* **Requirement**: Please give back the listing below word for word, without the images.
[Dataset content]
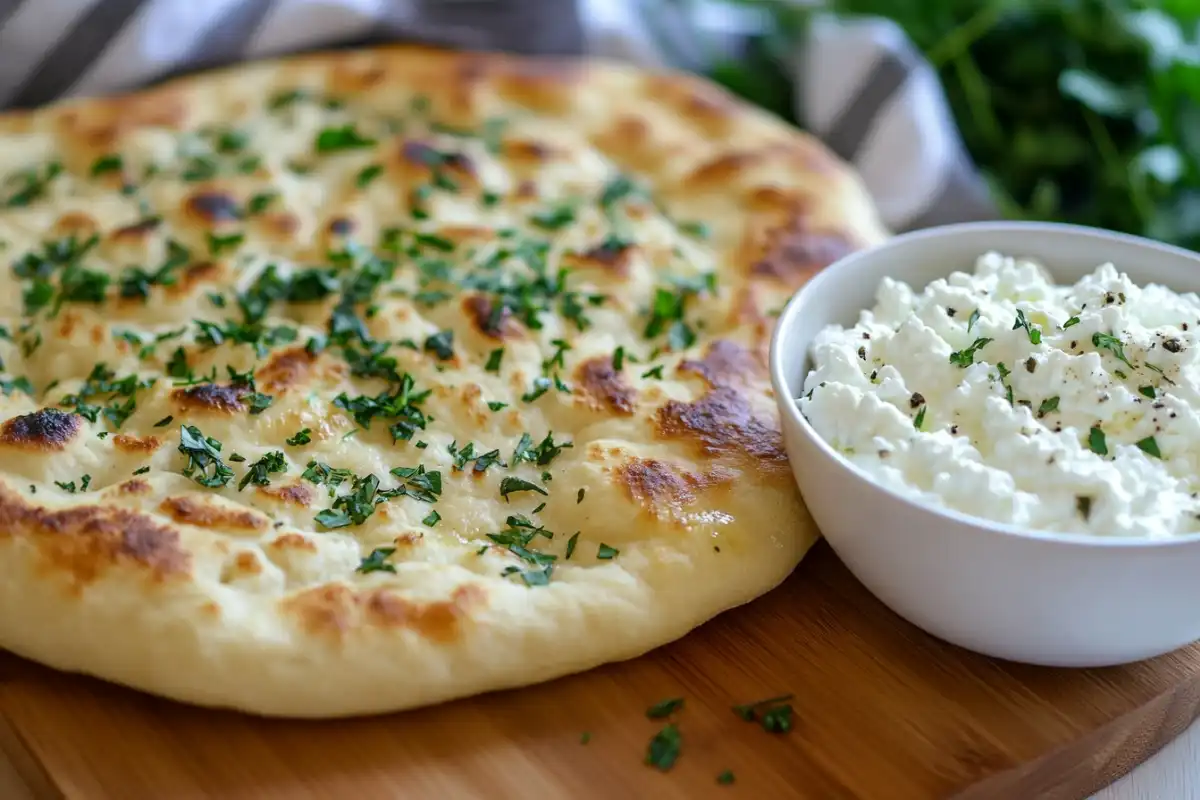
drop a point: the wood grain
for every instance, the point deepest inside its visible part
(882, 711)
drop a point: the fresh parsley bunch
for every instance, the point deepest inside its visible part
(1075, 110)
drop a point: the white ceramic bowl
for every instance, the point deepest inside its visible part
(1002, 590)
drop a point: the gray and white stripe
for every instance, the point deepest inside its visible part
(893, 125)
(57, 48)
(862, 88)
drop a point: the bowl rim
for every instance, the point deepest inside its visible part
(789, 405)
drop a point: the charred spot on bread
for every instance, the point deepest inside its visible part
(605, 386)
(213, 206)
(46, 428)
(220, 398)
(723, 421)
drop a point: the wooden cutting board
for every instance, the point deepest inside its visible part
(882, 710)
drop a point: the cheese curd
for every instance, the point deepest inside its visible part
(1003, 396)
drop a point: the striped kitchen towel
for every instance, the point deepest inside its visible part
(862, 86)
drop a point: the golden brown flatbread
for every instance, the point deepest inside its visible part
(363, 380)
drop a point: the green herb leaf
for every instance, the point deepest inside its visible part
(1150, 446)
(664, 708)
(966, 358)
(664, 749)
(204, 464)
(1031, 330)
(301, 437)
(346, 137)
(259, 471)
(1113, 344)
(493, 360)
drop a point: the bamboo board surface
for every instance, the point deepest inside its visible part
(882, 710)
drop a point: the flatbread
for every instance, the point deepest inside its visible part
(511, 313)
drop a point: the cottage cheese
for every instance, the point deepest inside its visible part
(1005, 396)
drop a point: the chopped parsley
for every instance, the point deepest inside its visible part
(400, 405)
(773, 714)
(324, 475)
(204, 464)
(70, 487)
(259, 471)
(966, 358)
(517, 537)
(117, 395)
(664, 747)
(419, 483)
(1113, 344)
(301, 437)
(346, 137)
(1031, 330)
(355, 506)
(377, 561)
(1150, 446)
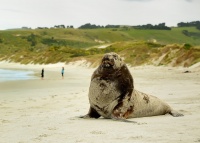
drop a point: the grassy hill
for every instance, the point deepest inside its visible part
(176, 47)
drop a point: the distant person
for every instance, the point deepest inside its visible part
(42, 73)
(62, 72)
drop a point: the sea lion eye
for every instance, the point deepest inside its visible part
(115, 57)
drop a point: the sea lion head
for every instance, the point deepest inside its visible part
(111, 61)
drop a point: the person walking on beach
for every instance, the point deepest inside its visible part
(42, 73)
(62, 72)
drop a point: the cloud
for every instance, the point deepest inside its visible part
(189, 0)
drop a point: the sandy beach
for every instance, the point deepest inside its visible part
(46, 111)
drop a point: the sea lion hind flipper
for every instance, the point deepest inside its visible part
(175, 113)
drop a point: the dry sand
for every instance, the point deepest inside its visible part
(46, 111)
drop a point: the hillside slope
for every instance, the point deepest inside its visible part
(136, 46)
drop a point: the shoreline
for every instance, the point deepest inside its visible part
(48, 110)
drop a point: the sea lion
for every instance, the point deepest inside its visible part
(112, 94)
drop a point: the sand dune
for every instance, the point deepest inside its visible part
(41, 111)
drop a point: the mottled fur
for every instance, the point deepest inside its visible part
(112, 94)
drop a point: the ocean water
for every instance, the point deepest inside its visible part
(8, 75)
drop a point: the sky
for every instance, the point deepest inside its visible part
(48, 13)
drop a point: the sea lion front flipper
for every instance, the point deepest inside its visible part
(175, 113)
(121, 119)
(91, 114)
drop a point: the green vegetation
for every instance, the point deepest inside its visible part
(137, 46)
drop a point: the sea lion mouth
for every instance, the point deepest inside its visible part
(107, 63)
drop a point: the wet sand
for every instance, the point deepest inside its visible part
(47, 110)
[/Dataset content]
* **Answer for this exercise**:
drop a point: the wood grain
for every instance, the point deepest inside its visible part
(882, 711)
drop a point: the fresh parsley bunch
for every instance, the point deepest inside its visible part
(1075, 110)
drop a point: the white ceramic bowl
for every instance, the point deepest inside its visible part
(1002, 590)
drop a point: the gray and white stripe
for every instance, the point deepest inside its visible part
(893, 125)
(57, 48)
(862, 88)
drop a point: the bowl rim
for every instance, the point deepest inside its visible part
(789, 405)
drop a point: the charred spot on bread
for every instance, the point deepest inside its visible part
(605, 386)
(213, 206)
(46, 428)
(220, 398)
(723, 421)
drop a point: the wooden cutting board
for every instance, the point deepest inside its visible part
(882, 710)
drop a point: the cheese curd
for every instance, the point deepest inside its visible part
(1003, 396)
drop a point: the striped kitchen towel
for every instance, the point deepest inside its visible part
(862, 86)
drop a point: the golden brown flatbread
for every instance, the point deepest inside its visible part
(363, 380)
drop a point: the green herb leaf
for every instance, the point deepest inside its visible part
(1150, 446)
(664, 708)
(966, 358)
(664, 749)
(204, 464)
(1031, 330)
(301, 437)
(346, 137)
(259, 471)
(1113, 344)
(493, 360)
drop a point: the bamboo board surface
for every instance, the point deepest inside its visible part
(882, 710)
drop a point: the flatbread
for every instance, the point deepest inside its visible part
(511, 313)
drop a point: the cottage cheese
for every instance, the point deepest inside its visible part
(1005, 396)
drop a point: the chopped parsley
for every instance, the point deepest inside its visible part
(400, 405)
(773, 714)
(324, 475)
(204, 464)
(70, 487)
(259, 471)
(966, 358)
(517, 537)
(117, 395)
(664, 747)
(419, 483)
(1113, 344)
(301, 437)
(346, 137)
(1031, 330)
(355, 506)
(377, 561)
(1150, 446)
drop a point: the grassy hill
for every instance, the point deepest inside its visible part
(176, 47)
drop a point: the distant person
for every instance, the point deepest inside its visible part
(42, 73)
(62, 72)
drop a point: the sea lion eye
for every instance, the point deepest inside its visible part
(115, 57)
drop a point: the sea lion head
for every instance, the point deepest inside its visible part
(111, 61)
drop a point: the person walking on beach
for every instance, the point deepest inside its visible part
(42, 73)
(62, 72)
drop a point: the cloud
for every instance, the point deepest inside its visible part
(189, 0)
drop a point: the sandy beach
for every instance, the point deepest inside its visible part
(46, 111)
drop a point: the sea lion hind flipper
for every instance, the point deepest inside its visible part
(175, 113)
drop a point: the dry sand
for every instance, the point deepest inside its visible part
(46, 111)
drop a point: the hillside slope
for every instance, the point deepest inside its visible part
(136, 46)
drop a point: the shoreline
for every instance, the point deepest inside its visible part
(48, 110)
drop a point: the sea lion
for every instance, the point deepest inside its visible part
(112, 94)
drop a point: the sand dune
for every instance, the point deepest inside its visible part
(41, 111)
drop a point: the mottled fur
for every instance, the point deepest inside its visible part
(112, 94)
drop a point: the ocean water
for every instance, the point deepest inside its visible part
(8, 75)
drop a point: the sky
for every instance, the point deepest inside its visible part
(48, 13)
drop a point: the sea lion front flipper
for every instance, the point deepest inside its visible part
(175, 113)
(121, 119)
(91, 114)
drop a point: the green vegetation
for every instance, the point deepest inside its visible part
(137, 46)
drop a point: the sea lion mouth
for every instance, the point deepest inside its visible part
(107, 63)
drop a point: the wet sand
for every instance, the point deepest inside its visible part
(47, 110)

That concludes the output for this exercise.